* [AIM OF THE EXERCISE] Please reproduce all of the rows below word for word, keeping every line unchanged.

* [ENTRIES PROVIDED]
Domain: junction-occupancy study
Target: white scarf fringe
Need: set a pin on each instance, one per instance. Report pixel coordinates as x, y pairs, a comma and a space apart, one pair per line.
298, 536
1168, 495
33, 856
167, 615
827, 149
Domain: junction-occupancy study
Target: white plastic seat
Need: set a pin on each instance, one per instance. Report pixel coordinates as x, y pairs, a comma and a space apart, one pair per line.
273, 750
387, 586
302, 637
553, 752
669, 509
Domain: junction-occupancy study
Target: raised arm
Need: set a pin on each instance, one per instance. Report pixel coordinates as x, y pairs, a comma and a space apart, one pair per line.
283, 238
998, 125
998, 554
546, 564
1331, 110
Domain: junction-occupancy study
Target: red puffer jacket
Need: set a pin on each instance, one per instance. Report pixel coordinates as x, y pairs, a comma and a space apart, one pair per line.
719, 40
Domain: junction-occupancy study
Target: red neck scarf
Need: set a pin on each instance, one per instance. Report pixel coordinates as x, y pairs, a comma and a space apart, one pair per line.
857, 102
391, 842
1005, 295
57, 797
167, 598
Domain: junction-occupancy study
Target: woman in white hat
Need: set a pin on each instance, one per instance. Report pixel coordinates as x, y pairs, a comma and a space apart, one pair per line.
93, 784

* [WRITTEN RESPONSE]
Domain: junction-occupancy study
Target: white scarf fringe
Need: set a pin on each instance, one per instance. Report pixel coordinates as x, y pairs, a comma and a space apart, one pair per line.
298, 536
1168, 495
33, 856
167, 615
827, 149
Domain: junction-occupancy study
Target: white plastic seat
Need: set a pin on each instance, one per instance. Report pixel coordinates as x, y pairs, a comma and a space apart, one pair per line.
273, 750
387, 586
302, 637
553, 752
669, 509
Domain: junction-occupancy study
Target: raised arm
Need: set a pin on each instance, one per instance. Report pixel coordinates as x, y pairs, a comma and a space apart, one pair per line.
283, 238
998, 125
998, 554
546, 564
1331, 110
Domain: junction-occupancy study
Target: red puffer jacket
Need: set a pin on each instance, one per instance. Report pixel coordinates as x, y pairs, a comma and a space apart, one pair per line.
719, 40
Domain: junction-occupancy study
Target: red neck scarf
Need: set a pin on each instance, one per instance. Report pixel coordinates as x, y pairs, a comma and a space apart, one pair per line.
857, 102
391, 842
1005, 295
57, 797
167, 598
Domain: junction-occupancy study
Target: woman in white hat
Need: set a pin on each instance, one per instance. Report pixel coordinates as x, y pairs, a comma and a space apart, one pair per line.
93, 784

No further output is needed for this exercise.